- _Exercise directions_
The records beneath should be printed exactly, and the pictures are to be left out.

= = = = = = =

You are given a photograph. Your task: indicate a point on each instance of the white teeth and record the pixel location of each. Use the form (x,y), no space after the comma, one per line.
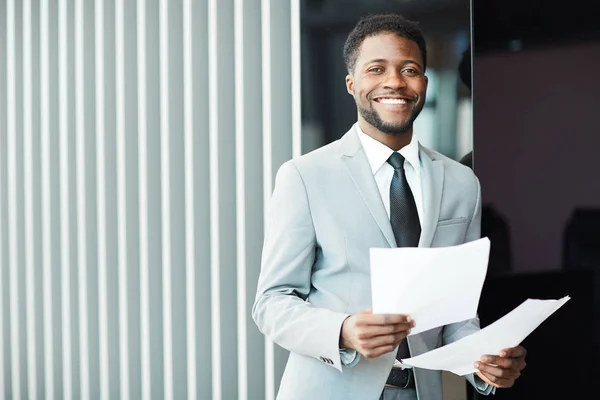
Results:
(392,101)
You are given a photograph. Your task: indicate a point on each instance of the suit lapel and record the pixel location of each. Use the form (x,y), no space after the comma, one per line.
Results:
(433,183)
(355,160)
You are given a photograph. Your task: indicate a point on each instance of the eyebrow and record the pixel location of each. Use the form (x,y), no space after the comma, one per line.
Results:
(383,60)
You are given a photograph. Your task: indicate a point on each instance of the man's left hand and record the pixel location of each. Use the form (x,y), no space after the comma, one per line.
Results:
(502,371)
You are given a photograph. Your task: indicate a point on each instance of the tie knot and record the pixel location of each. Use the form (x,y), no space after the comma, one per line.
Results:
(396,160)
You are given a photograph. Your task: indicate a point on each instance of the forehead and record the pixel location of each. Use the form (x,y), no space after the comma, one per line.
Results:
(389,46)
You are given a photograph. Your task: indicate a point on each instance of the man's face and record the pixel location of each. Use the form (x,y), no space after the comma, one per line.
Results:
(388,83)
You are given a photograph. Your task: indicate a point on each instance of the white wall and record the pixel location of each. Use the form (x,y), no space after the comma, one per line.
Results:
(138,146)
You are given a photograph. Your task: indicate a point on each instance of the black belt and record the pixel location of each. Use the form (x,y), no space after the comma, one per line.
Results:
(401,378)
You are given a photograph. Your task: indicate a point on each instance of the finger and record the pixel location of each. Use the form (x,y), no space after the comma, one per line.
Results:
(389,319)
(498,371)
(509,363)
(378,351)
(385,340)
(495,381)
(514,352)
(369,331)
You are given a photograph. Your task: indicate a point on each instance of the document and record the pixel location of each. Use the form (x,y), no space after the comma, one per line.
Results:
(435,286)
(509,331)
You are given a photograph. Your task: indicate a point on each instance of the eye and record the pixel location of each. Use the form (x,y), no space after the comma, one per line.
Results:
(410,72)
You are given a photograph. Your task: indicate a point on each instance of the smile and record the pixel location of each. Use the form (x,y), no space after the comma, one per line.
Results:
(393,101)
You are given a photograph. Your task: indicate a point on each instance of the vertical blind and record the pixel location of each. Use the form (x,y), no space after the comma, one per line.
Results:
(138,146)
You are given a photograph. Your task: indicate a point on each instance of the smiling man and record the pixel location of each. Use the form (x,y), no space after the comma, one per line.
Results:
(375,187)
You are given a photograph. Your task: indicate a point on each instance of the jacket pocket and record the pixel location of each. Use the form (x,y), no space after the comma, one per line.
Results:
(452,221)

= = = = = = =

- _Response to this exercise_
You are given a photograph. Your task: indicate a point on each instance of the white teeth and record the pixel location of each. Use the form (x,y), no space after the comma, one per line.
Results:
(392,101)
You are given a photograph. Your task: indicate a point on each instance of the suit lapel and record the pixel location of each. Use the form (x,y), no space after the comma, one per line.
Results:
(433,183)
(355,160)
You are given a photograph. Your task: indicate a point on each instance of the eyebrow and record the pixel location of each. Use the form (x,y), no space after the comma, one per line.
Results:
(383,60)
You are given a photograph. Your task: indicate a point on each instance of the man's left hand and record the pixel location of each. Use the form (x,y), no space after the comma, one per line.
Results:
(502,371)
You are given a photograph. Your task: indicate a point on each instance of the tie knot and record the pixel location of each. Use the form (x,y), no space after the comma, one per line.
Results:
(396,160)
You are given a photograph. Your task: indicate a point on each instance of the forehead and record the pixel location of each. Use the form (x,y), no space after the comma, one per line.
Results:
(389,46)
You are given a photograph. Your task: indicate a point on each instance of the man's face and record the pixel location of each. Use the form (x,y), no space after the comma, one per line.
Results:
(388,83)
You are given a photograph. Your task: indicate a point on each instance of the white wall and record the pixel location of each. Use the form (x,y), no space after the comma, one per line.
Results:
(138,146)
You are given a photograph. Your task: indicate a point on each instance of the black belt and record the pixel location of each. Use the form (x,y), no space after the comma, one per line.
Results:
(401,378)
You are given a photograph. Your task: indicate a point on each instance of the finger and record the pixel location of each. Use the form (x,y), no space after the comma, one per line.
Results:
(389,319)
(498,371)
(509,363)
(378,351)
(385,340)
(495,381)
(514,352)
(369,331)
You are given a photograph. Your task: indicate a point on each instance of the document and record the pixel location of each. Use the form (x,y), no space after the comma, one per line.
Results:
(435,286)
(509,331)
You are given a photograph. Your task: indicate a point on each instance of the eye and record the pixel location of each. Use the form (x,y), no space after the comma, one per line.
Results:
(410,72)
You are given a photograph. Your task: indicate a point on each instance of the smile and record the pixel location of each. Use the form (x,y), no space after the comma, one per line.
Results:
(393,101)
You are given a photograph. Your task: indicate a point on each instance of the vertical blind and record the pixel location of each. Use the form (x,y), no space after the comma, one per line.
Results:
(138,146)
You are given a photograph. Your task: indicate a point on each instance of the smiling man and record the pixel location of each. Use the form (x,y), no space after the comma, one per line.
Results:
(375,187)
You are given a photograph. Your task: indicate a point on each instance of the jacket pocket and record the pixel location of each. Use the form (x,y), no space after the comma, one per line.
Results:
(452,221)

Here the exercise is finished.